### Source text

++++++++++++++++++++

The Alliance of Democrats (, SD) is a Polish centrist party.  Initially formed in 1937, the party underwent a revival in 2009, when it was joined by liberal politician Paweł Piskorski, formerly a member of Civic Platform.

History

Formation (1937-1939)
The Alliance of Democrats has its origins in the Democratic Clubs, which were opposed to authoritarian and nationalistic tendencies in the Second Republic of Poland between the two World Wars (1919–1939). The first club was founded in Warsaw in September 1937, and by 1938 there were clubs in all major urban centres, with active participation of the co-founders of Polish independence, whose primary objective was ensuring a fully democratic political system in Poland. The national founding convention of the Alliance of Democrats was held on 15 April 1939. The Declaration of Policy included such issues as improvement of the national economy, a development plan to raise the level of education, and modernisation of the armed forces. Mieczysław Michałowicz, a member of the Senate, was appointed the first party leader of the Alliance.

World War II years (1939-1945)
During World War II, a significant number of Alliance members were involved in the anti-Nazi Polish underground. One of its major leader was active in the Vila Ghetto. It was partly due to their initiative that Żegota, the Council for Aid to Jews, was founded in 1942 as well as the Social Organisation for Self-Defence. The Alliance of Democrats and other political and social organisations set up the Association of Democrats, which then entered the Council of National Unity, the Polish Underground State Parliament. In 1943 SD split into two factions, one of which supported the Polish Government-in-Exile in London, and the second co-operated with the communist Polish Workers' Party and recognized the State Country Council as the actual parliament and the Provisional Government of National Unity as the actual government of Poland. In 1945, following the Red Army seizure of Poland, two members of the Association, Eugeniusz Czarnowski and Stanisław Michałowski, were arrested by the NKVD and tried in the Stalinist-orchestrated Trial of the Sixteen, aimed at eliminating non-communist Polish political leadership.

The London faction ceased to exist in 1945.

During Communism (1946-1988)
In the People's Republic of Poland SD became a "satellite" party of the communist Polish United Workers' Party (PZPR) regime (similar parties existed in East Germany and Czechoslovakia). Even so, the party managed to sustain its non-Marxist orientation.

At their 12th Convention in 1981, the Alliance put forward proposals to establish a Tribunal of State, a Constitutional Tribunal, an Ombudsman Office, and to restore the Senate. Furthermore, the convention suggested that 3 May, the anniversary of the Constitution of 3 May 1791, should become a national holiday, as it had always been for the Alliance of Democrats. After martial law was declared in Poland in 1981, a group of MPs representing the Alliance, Hanna Suchocka, Dorota Simonides and Jan Janowski among them, voted against abolishing the Solidarity Trade Union. Some Alliance members became engaged in the activities of the anti-Communist underground opposition.

++++++++++++++++++++

### Supplied information
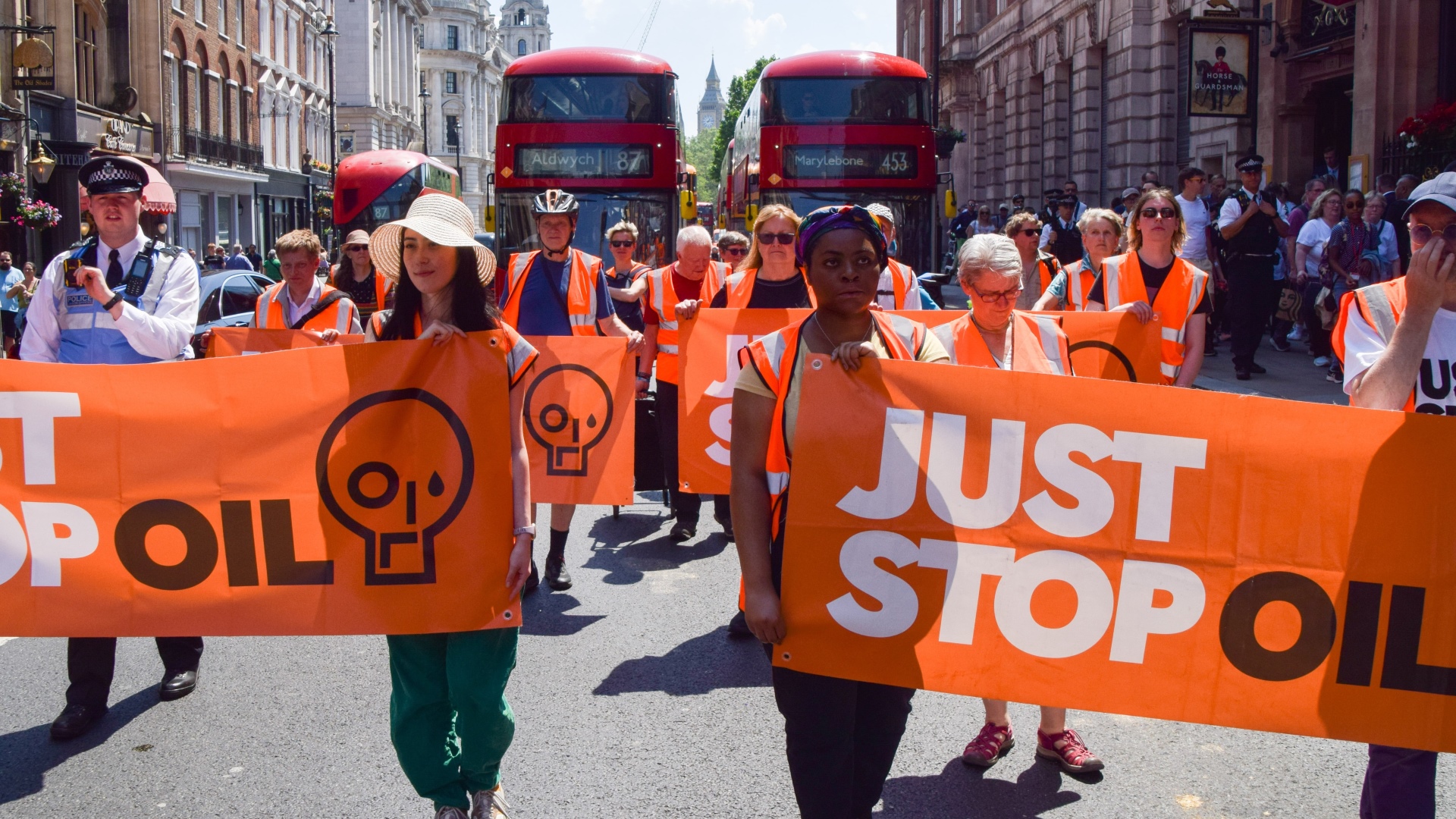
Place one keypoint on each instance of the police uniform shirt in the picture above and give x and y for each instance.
(164, 334)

++++++++++++++++++++

### Given exercise 1
Translate this sentence from the Alliance of Democrats text into Spanish: "The London faction ceased to exist in 1945."
### Given exercise 2
Reproduce the Alliance of Democrats text starting with "Formation (1937-1939)" and going on through "II years (1939-1945)", substituting "Kraków" for "Warsaw".
### Given exercise 3
Carry on the history of the Polish party Alliance of Democrats from the point where that text ends.

### Task answer 1
La facción de Londres dejó de existir en 1945.

### Task answer 2
Formation (1937-1939)
The Alliance of Democrats has its origins in the Democratic Clubs, which were opposed to authoritarian and nationalistic tendencies in the Second Republic of Poland between the two World Wars (1919–1939). The first club was founded in Kraków in September 1937, and by 1938 there were clubs in all major urban centres, with active participation of the co-founders of Polish independence, whose primary objective was ensuring a fully democratic political system in Poland. The national founding convention of the Alliance of Democrats was held on 15 April 1939. The Declaration of Policy included such issues as improvement of the national economy, a development plan to raise the level of education, and modernisation of the armed forces. Mieczysław Michałowicz, a member of the Senate, was appointed the first party leader of the Alliance.

World War II years (1939-1945)

### Task answer 3
Fall of Communism and post-communist era (1989-2009)
In 1989 representatives of the Alliance of Democrats participated actively in the Round Table negotiations. Following the elections of 4 June, the Alliance, with the United People's Party and the Solidarity Civic Parliamentary Club, formed a coalition, supporting the government of Tadeusz Mazowiecki as Prime Minister, the first democratic government since 1939. Three Alliance members were nominated to governmental posts: Jan Jankowski as Deputy Prime Minister, Aleksander Mackiewicz as Domestic Market Minister and as Minister of Communications, Marek Kucharski, who is today the Secretary General of the Alliance. At the motion of the parliamentary party of the Alliance, the anniversary of the Constitution of 3 May was proclaimed a national holiday, the state again assumed "Republic of Poland" as its name, and an eagle wearing a crown was restored as the national emblem.

After 1990, most of the members of the SD joined other parties, such as the Freedom Union. The party continued to exist, but had only a small support base, and was not represented in the Polish parliament.

Rebirth after 2009
Due to the financial considerations required under the Polish political system, parties need to have sufficient funding to finance large-scale campaigns if they are new or have recently obtained under 3% of voters' support. The Democratic Party possessed a large number of properties, which made it possible to finance several political campaigns after sale of these properties. The value of its assets is estimated at PLN 65 to 250 million, as the Rzeczpospolita newspaper calculated.

After 2009 new politicians joined the party, such as centrist-conservative Paweł Piskorski. The party restored their representation in parliament, by taking over of the members of the Democratic Party – demokraci.pl group consisting of three members (including Marian Filar, Bogdan Lis and Jan Widacki). After Paweł Piskorski rise to the leadership of the party many of its old members of party resigned from being members of SD. In the 2009 European Elections, the party's candidates obtained 0.027% of votes because of registration problems and lack of organisation. Since May 2009 the Alliance of Democrats has been a member of the European Democratic Party. SD supported former Minister of Foreign Affairs Andrzej Olechowski's candidature in the 2010 presidential election. In the 2011 parliamentary elections Alliance did not register any lists but three candidates who were enlisted on the Poland Comes First election list but were supported by SD received 0,0031% of votes. The Party was to announce its new political programme at its XXVI Congress.

Before the 2019 European election SD declared its desire to join the European Coalition, however, none of the party members were on its electoral list.
Before the 2019 parliamentary election SD joined the Polish Coalition. Several members were on the PSL list, but they had not won any seats in the Sejm.

Chairmen of the party since 1939 
1939–1940 Mieczysław Michałowicz
1940–1942 Stanisław Więckowski
1942–1943 Mieczysław Bilek
1943–1944 Jerzy Makowiecki
1944–1945 Erazm Kulesza
1945–1949 Wincenty Rzymowski
1949–1956 Wacław Barcikowski
1956–1969 Stanisław Kulczyński
1969–1973 Zygmunt Moskwa
1973–1976 Andrzej Benesz
1976–1981 Tadeusz Witold Młyńczak
1981–1985 Edward Kowalczyk (politician)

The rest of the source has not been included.